Supplied records ->
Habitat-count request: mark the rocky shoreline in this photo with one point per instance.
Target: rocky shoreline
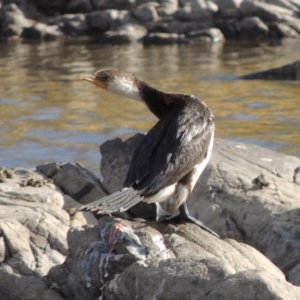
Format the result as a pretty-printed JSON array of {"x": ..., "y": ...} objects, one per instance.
[
  {"x": 247, "y": 194},
  {"x": 150, "y": 22}
]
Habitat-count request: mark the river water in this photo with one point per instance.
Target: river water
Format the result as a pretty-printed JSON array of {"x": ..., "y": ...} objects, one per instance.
[{"x": 49, "y": 115}]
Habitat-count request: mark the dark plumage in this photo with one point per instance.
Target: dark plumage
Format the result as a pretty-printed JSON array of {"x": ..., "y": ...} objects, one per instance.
[{"x": 172, "y": 155}]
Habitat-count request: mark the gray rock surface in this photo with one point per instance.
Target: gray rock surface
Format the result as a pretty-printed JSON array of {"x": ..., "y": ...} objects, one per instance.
[
  {"x": 247, "y": 194},
  {"x": 100, "y": 19},
  {"x": 234, "y": 202},
  {"x": 145, "y": 260},
  {"x": 33, "y": 229},
  {"x": 286, "y": 72},
  {"x": 124, "y": 34}
]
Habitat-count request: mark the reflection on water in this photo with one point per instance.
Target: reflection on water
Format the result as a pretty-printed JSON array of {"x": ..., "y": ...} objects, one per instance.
[{"x": 48, "y": 115}]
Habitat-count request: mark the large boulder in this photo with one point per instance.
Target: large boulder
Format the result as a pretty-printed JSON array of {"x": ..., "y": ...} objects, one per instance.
[
  {"x": 33, "y": 227},
  {"x": 119, "y": 259},
  {"x": 12, "y": 20},
  {"x": 247, "y": 193}
]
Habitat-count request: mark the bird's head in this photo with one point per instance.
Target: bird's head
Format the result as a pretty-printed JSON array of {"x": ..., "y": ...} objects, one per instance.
[{"x": 115, "y": 81}]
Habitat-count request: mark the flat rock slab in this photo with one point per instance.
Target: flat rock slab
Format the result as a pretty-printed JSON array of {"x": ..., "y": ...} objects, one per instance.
[
  {"x": 246, "y": 193},
  {"x": 33, "y": 230},
  {"x": 119, "y": 259}
]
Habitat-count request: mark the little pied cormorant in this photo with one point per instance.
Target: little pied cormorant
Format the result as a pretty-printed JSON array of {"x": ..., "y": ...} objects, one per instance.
[{"x": 172, "y": 155}]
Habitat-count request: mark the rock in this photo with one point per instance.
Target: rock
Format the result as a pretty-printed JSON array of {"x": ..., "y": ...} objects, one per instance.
[
  {"x": 13, "y": 21},
  {"x": 114, "y": 4},
  {"x": 167, "y": 7},
  {"x": 164, "y": 39},
  {"x": 265, "y": 11},
  {"x": 101, "y": 21},
  {"x": 71, "y": 24},
  {"x": 78, "y": 6},
  {"x": 286, "y": 72},
  {"x": 175, "y": 26},
  {"x": 253, "y": 28},
  {"x": 75, "y": 181},
  {"x": 283, "y": 3},
  {"x": 33, "y": 229},
  {"x": 213, "y": 34},
  {"x": 146, "y": 12},
  {"x": 234, "y": 206},
  {"x": 280, "y": 30},
  {"x": 41, "y": 31},
  {"x": 122, "y": 260},
  {"x": 197, "y": 10},
  {"x": 117, "y": 155},
  {"x": 294, "y": 23},
  {"x": 50, "y": 7},
  {"x": 228, "y": 7},
  {"x": 124, "y": 34}
]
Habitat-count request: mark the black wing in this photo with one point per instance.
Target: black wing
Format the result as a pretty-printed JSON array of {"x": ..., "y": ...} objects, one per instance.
[{"x": 170, "y": 149}]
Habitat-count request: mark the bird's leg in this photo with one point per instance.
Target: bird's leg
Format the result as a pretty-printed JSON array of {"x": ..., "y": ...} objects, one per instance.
[
  {"x": 184, "y": 215},
  {"x": 160, "y": 213}
]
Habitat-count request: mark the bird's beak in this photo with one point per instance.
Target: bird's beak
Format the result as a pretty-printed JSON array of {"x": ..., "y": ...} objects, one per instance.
[{"x": 93, "y": 79}]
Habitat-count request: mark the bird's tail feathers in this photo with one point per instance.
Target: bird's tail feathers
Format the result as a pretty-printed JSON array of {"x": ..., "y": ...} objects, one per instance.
[{"x": 117, "y": 202}]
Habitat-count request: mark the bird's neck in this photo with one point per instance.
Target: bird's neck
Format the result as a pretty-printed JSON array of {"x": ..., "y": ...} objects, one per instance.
[{"x": 156, "y": 101}]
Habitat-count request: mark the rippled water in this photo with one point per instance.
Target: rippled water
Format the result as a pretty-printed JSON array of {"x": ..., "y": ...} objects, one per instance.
[{"x": 48, "y": 115}]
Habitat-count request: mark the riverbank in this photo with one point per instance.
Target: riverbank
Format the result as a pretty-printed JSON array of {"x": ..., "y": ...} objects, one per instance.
[
  {"x": 247, "y": 194},
  {"x": 161, "y": 22}
]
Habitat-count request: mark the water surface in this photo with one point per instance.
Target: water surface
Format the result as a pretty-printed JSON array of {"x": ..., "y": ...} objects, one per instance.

What you have to do ->
Give the count, and only the count, of lines in these records that hold the string "shoreline".

Result below ->
2